I am following the D2L book and one of the exercises on the GoogLeNet chapter is to take the model from the Rethinking the Inception Architecture for Computer Vision paper so I did that and basically recreated the Inception V2 architecture based on the Inception V1 architecture presented in the D2L book, the only thing I didn't include was the grid reduction described in the paper. I expected this to improve results on my models but if anything it made them worse. I was testing the models using the D2L code presented in the GoogLeNet chapter on the fashion_mnist dataset and got a test accuracy of 0.908 using Inception V1 however on my V2 implementation from the paper I only got test acc of 0.885 and that was the highest I could get. I expected the V2 model to be better so I don't really know where I went wrong, if I made an error in my code or what but any insights into the V2 architecture or from the paper would be greatly appreciated.
This is the code for the first 3 inception blocks (from figure 5 in the paper)
class InceptionB1(nn.Module):
# `c1`--`c4` are the number of output channels for each path
def __init__(self, in_channels, c1, c2, c3, c4, **kwargs):
super(InceptionB1, self).__init__(**kwargs)
# Path 1 is a single 1 x 1 convolutional layer
self.p1_1 = nn.Conv2d(in_channels, c1, kernel_size=1)
# Path 2 is a 1 x 1 convolutional layer followed by a 3 x 3
# convolutional layer
self.p2_1 = nn.Conv2d(in_channels, c2[0], kernel_size=1)
self.p2_2 = nn.Conv2d(c2[0], c2[1], kernel_size=3, padding=1)

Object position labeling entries

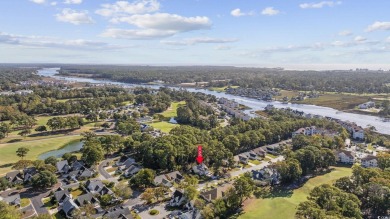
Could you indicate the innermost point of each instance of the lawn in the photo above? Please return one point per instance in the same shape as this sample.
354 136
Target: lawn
24 202
284 205
163 126
221 89
172 111
76 193
37 147
255 162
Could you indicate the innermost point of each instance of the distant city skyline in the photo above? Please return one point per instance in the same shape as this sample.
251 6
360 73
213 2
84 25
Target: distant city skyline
305 34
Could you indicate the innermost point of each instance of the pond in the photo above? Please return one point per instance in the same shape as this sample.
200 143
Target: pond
71 147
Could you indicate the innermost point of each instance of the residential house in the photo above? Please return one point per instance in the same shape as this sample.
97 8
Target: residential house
29 173
347 157
68 207
118 213
369 161
201 170
132 170
367 105
268 175
61 195
62 167
168 179
215 193
85 199
96 186
14 177
177 199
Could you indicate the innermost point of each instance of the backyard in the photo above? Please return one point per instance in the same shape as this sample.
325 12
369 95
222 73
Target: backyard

### Task
Decide whether each statement agrees with the forum post about Inception V2, answering yes or no and quoting the deciding words from the post: (a) the poster included the grid reduction described in the paper; (b) the Inception V1 model reached a test accuracy of 0.908; (c) Path 1 in the code consists of two convolutional layers.

### Task output
(a) No: "the only thing I didn't include was the grid reduction described in the paper"
(b) Yes: "got a test accuracy of 0.908 using Inception V1"
(c) No: "Path 1 is a single 1 x 1 convolutional layer"